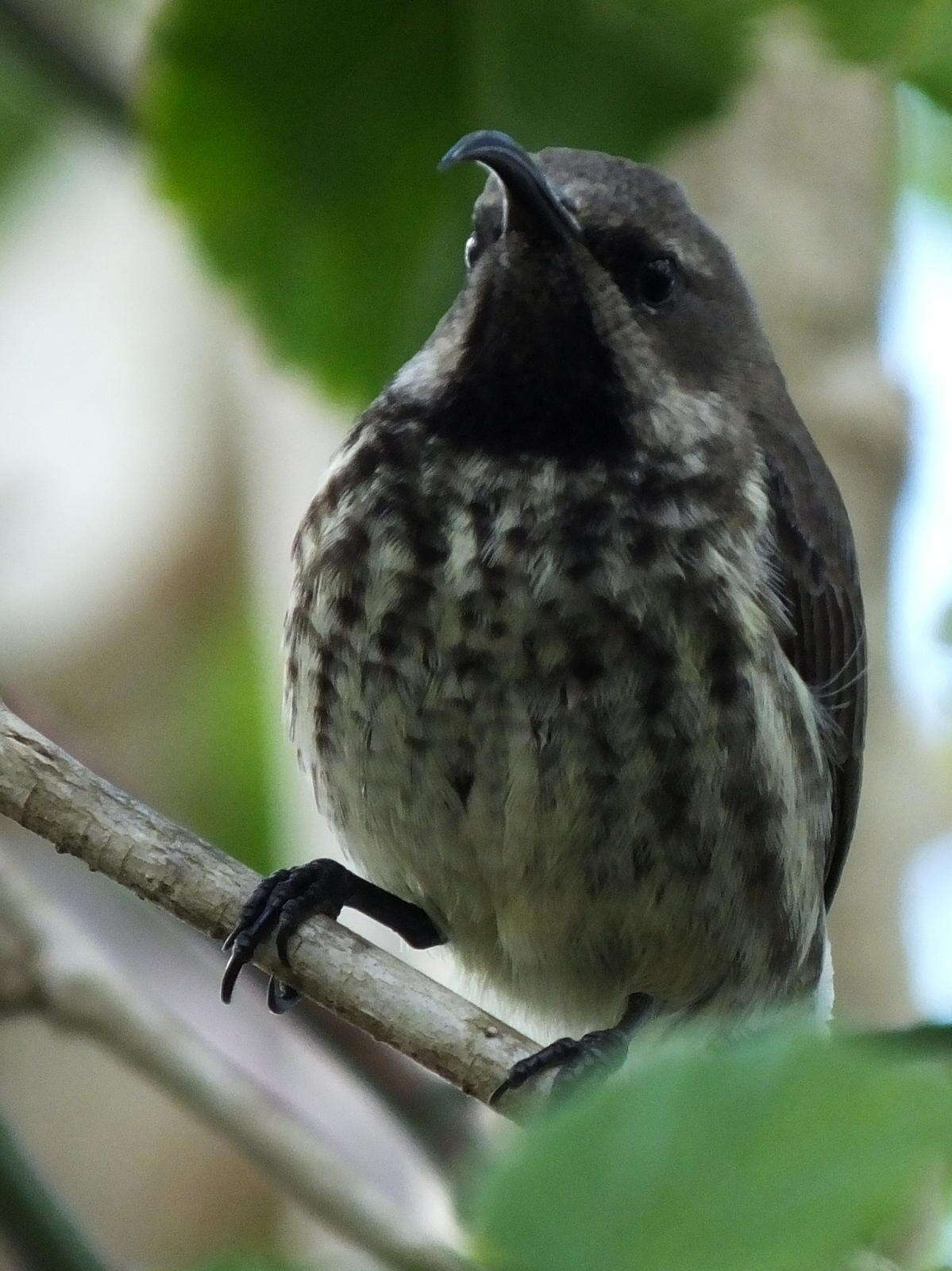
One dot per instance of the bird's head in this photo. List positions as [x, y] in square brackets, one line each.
[595, 304]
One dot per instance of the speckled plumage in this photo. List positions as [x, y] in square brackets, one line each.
[545, 647]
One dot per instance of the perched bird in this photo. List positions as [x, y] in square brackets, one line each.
[575, 648]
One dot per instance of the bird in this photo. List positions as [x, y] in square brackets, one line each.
[575, 652]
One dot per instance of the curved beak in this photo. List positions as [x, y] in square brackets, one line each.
[529, 194]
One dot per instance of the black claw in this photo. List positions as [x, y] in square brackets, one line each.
[232, 972]
[601, 1052]
[281, 997]
[549, 1057]
[279, 904]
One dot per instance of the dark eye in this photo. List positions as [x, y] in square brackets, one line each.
[656, 280]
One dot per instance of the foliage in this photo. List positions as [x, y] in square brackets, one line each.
[300, 137]
[777, 1152]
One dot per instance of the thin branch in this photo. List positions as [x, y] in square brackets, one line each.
[60, 975]
[32, 1218]
[46, 46]
[48, 792]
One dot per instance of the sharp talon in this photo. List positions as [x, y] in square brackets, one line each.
[499, 1091]
[281, 997]
[232, 972]
[281, 942]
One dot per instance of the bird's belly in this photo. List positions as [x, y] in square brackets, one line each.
[585, 830]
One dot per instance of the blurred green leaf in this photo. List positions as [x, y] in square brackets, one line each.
[300, 137]
[248, 1262]
[780, 1152]
[924, 145]
[27, 116]
[909, 38]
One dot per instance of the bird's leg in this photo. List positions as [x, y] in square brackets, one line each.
[281, 902]
[603, 1050]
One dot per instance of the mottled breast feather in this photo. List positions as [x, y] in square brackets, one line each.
[819, 585]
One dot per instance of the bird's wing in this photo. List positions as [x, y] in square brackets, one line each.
[819, 585]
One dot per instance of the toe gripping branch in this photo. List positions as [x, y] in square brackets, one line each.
[285, 899]
[573, 1059]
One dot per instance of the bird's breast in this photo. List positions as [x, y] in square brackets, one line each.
[530, 694]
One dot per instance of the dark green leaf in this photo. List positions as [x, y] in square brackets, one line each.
[908, 38]
[27, 114]
[300, 137]
[780, 1152]
[926, 153]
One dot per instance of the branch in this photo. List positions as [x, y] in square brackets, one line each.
[48, 48]
[48, 792]
[48, 968]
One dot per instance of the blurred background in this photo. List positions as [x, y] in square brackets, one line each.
[220, 232]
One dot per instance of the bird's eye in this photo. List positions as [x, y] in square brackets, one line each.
[656, 280]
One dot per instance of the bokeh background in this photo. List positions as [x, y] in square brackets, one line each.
[220, 230]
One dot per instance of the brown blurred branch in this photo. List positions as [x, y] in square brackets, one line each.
[48, 968]
[48, 792]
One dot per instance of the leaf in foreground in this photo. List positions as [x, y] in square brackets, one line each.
[780, 1152]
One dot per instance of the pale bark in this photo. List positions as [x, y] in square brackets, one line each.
[48, 791]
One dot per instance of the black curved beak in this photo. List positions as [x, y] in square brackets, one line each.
[529, 192]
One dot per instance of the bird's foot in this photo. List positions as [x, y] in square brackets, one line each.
[279, 904]
[285, 899]
[596, 1054]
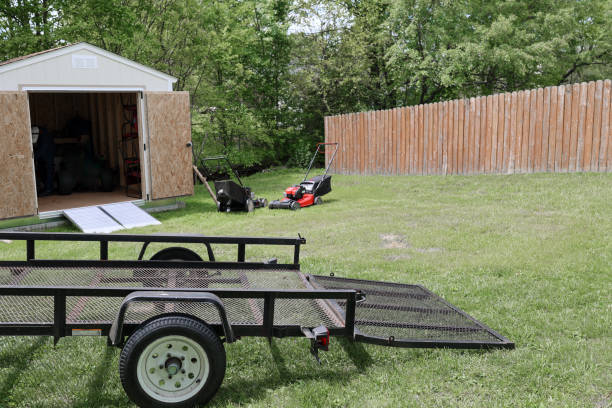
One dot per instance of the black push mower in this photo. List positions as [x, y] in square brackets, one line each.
[232, 196]
[308, 192]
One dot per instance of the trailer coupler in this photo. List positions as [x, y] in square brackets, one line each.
[319, 340]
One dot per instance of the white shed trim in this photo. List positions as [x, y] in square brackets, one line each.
[91, 48]
[81, 89]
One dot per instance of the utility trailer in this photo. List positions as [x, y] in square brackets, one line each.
[171, 314]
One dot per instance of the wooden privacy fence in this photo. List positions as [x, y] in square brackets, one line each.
[555, 129]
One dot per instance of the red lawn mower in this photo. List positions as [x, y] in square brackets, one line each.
[308, 192]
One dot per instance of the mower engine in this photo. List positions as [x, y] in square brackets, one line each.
[306, 193]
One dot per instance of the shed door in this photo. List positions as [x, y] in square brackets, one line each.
[17, 181]
[169, 124]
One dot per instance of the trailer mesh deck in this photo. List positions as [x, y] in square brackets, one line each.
[391, 312]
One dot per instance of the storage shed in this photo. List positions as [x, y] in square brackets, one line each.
[114, 129]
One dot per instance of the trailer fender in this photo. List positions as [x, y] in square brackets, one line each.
[115, 334]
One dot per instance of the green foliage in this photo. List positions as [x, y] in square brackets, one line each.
[301, 155]
[270, 70]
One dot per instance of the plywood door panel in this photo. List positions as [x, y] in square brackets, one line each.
[17, 182]
[169, 126]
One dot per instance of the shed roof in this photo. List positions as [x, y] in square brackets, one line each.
[18, 62]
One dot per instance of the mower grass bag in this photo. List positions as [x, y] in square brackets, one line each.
[232, 196]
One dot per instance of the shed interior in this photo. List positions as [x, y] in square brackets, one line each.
[92, 141]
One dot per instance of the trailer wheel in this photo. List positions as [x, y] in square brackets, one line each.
[173, 361]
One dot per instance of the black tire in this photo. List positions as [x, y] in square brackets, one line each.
[171, 327]
[176, 254]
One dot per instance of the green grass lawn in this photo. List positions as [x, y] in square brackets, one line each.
[528, 255]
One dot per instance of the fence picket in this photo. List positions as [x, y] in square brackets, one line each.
[561, 128]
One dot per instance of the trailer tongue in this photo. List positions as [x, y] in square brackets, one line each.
[171, 317]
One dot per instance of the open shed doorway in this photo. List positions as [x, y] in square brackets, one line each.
[88, 148]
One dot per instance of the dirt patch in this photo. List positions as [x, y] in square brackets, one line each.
[428, 250]
[395, 241]
[397, 257]
[391, 241]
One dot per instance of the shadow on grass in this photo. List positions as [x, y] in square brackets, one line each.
[103, 373]
[19, 361]
[357, 353]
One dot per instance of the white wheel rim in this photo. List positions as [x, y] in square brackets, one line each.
[173, 369]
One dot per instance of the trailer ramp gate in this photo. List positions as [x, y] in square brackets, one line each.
[271, 300]
[404, 315]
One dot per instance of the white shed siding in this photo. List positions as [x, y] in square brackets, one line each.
[57, 71]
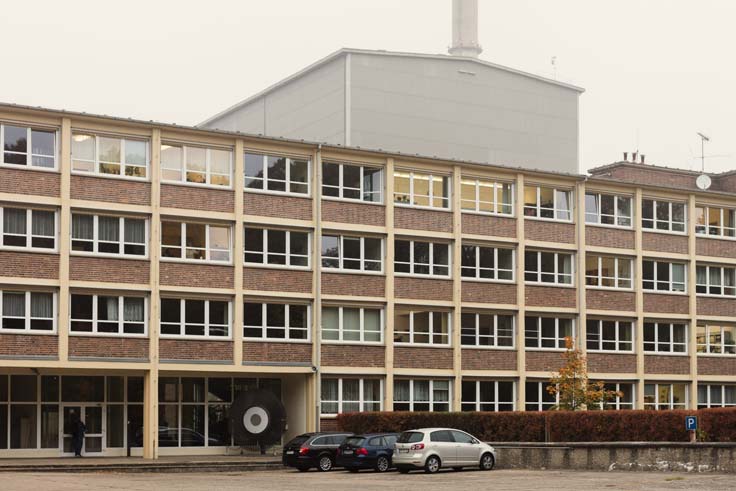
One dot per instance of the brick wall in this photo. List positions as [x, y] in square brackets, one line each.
[26, 181]
[716, 365]
[482, 292]
[287, 353]
[410, 357]
[276, 280]
[108, 347]
[609, 237]
[550, 296]
[544, 361]
[488, 359]
[422, 288]
[488, 225]
[652, 241]
[611, 363]
[417, 219]
[670, 304]
[84, 268]
[715, 247]
[725, 307]
[268, 205]
[350, 212]
[20, 345]
[610, 300]
[197, 198]
[346, 355]
[193, 349]
[353, 284]
[549, 231]
[111, 190]
[196, 275]
[670, 365]
[29, 265]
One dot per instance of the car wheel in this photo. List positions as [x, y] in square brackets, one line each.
[325, 463]
[487, 462]
[432, 465]
[382, 464]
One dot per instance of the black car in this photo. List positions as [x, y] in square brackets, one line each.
[371, 451]
[313, 450]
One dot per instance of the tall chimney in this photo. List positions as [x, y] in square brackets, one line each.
[465, 29]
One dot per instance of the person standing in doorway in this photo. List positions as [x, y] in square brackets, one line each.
[77, 428]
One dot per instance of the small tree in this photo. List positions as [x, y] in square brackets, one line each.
[575, 391]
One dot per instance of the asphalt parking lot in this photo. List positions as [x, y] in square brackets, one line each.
[340, 480]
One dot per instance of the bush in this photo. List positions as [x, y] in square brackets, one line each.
[718, 425]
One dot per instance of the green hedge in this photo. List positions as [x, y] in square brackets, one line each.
[717, 425]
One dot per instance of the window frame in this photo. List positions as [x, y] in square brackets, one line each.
[27, 317]
[29, 146]
[121, 316]
[96, 162]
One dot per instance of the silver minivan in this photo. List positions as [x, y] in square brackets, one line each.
[433, 448]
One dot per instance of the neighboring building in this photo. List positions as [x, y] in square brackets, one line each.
[151, 272]
[450, 106]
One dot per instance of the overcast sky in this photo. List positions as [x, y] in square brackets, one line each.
[655, 71]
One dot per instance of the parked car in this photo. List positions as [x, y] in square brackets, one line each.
[313, 450]
[434, 448]
[371, 451]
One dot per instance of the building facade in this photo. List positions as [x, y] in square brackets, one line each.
[150, 273]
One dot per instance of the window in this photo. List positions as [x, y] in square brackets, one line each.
[625, 398]
[608, 209]
[27, 311]
[352, 253]
[351, 395]
[488, 395]
[548, 267]
[195, 318]
[547, 332]
[546, 202]
[352, 324]
[485, 196]
[487, 263]
[710, 395]
[276, 321]
[538, 397]
[421, 395]
[610, 335]
[421, 189]
[715, 280]
[276, 247]
[716, 339]
[665, 396]
[422, 258]
[108, 314]
[109, 155]
[356, 182]
[195, 241]
[663, 276]
[484, 329]
[27, 146]
[714, 221]
[608, 271]
[102, 234]
[276, 174]
[26, 228]
[663, 215]
[665, 337]
[198, 165]
[421, 327]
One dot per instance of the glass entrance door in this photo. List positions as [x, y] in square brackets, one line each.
[92, 418]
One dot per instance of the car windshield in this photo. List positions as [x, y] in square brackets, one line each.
[410, 437]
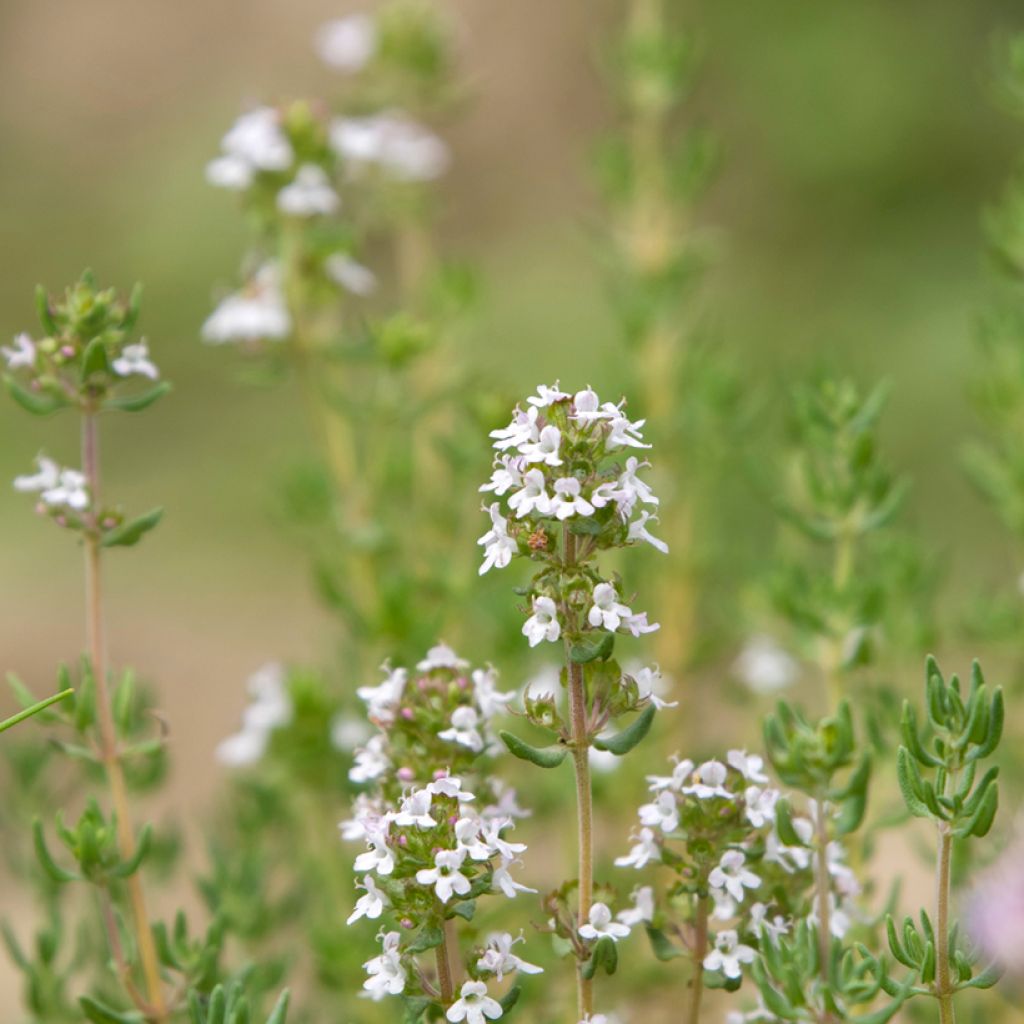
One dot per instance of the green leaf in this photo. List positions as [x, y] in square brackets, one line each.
[590, 649]
[548, 757]
[662, 945]
[99, 1013]
[35, 709]
[623, 742]
[129, 534]
[37, 402]
[136, 402]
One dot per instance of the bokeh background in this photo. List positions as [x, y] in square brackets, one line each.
[859, 143]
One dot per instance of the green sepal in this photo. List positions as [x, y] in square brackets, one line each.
[136, 402]
[99, 1013]
[585, 650]
[39, 403]
[129, 534]
[547, 757]
[623, 742]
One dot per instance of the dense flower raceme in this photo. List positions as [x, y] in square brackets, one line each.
[714, 826]
[567, 463]
[432, 846]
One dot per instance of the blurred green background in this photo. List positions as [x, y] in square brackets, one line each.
[859, 142]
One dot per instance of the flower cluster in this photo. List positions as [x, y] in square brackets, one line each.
[432, 849]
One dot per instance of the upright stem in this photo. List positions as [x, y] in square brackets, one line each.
[585, 800]
[442, 954]
[822, 891]
[699, 951]
[943, 988]
[108, 730]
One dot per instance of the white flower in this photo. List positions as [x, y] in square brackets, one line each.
[606, 611]
[46, 478]
[644, 850]
[257, 311]
[499, 960]
[663, 813]
[545, 449]
[498, 546]
[464, 729]
[637, 624]
[441, 656]
[733, 876]
[445, 876]
[638, 531]
[309, 195]
[534, 496]
[396, 144]
[543, 625]
[415, 810]
[22, 354]
[624, 432]
[751, 766]
[681, 774]
[642, 909]
[651, 685]
[764, 667]
[503, 881]
[371, 761]
[600, 924]
[387, 976]
[728, 954]
[567, 500]
[488, 698]
[347, 44]
[353, 276]
[548, 395]
[254, 142]
[709, 781]
[382, 698]
[134, 359]
[760, 805]
[371, 904]
[473, 1005]
[507, 474]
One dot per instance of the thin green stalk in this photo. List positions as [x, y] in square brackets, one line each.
[585, 799]
[110, 752]
[698, 952]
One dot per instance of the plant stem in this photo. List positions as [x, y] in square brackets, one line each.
[943, 989]
[822, 890]
[442, 953]
[108, 730]
[585, 800]
[698, 952]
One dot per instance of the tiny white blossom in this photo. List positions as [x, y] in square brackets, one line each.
[473, 1005]
[728, 955]
[347, 44]
[606, 611]
[464, 729]
[567, 499]
[387, 976]
[642, 910]
[543, 624]
[22, 354]
[499, 960]
[642, 852]
[134, 359]
[371, 904]
[445, 877]
[733, 876]
[309, 195]
[601, 925]
[352, 275]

**AIM OF THE TASK**
With the line containing "One dot per instance of the tiny" as the start and the last line of the material above as the end, copy that run of lines exactly, both ends included, and nothing more.

**SOLVED EXERCISE**
One dot per instance of the tiny white blossom in this photo. List positions as [x, y] in square brackets, one line each.
[473, 1005]
[728, 955]
[347, 44]
[606, 611]
[464, 729]
[567, 499]
[387, 976]
[642, 910]
[543, 624]
[22, 354]
[499, 960]
[642, 852]
[134, 359]
[371, 904]
[445, 877]
[733, 876]
[309, 195]
[601, 925]
[352, 275]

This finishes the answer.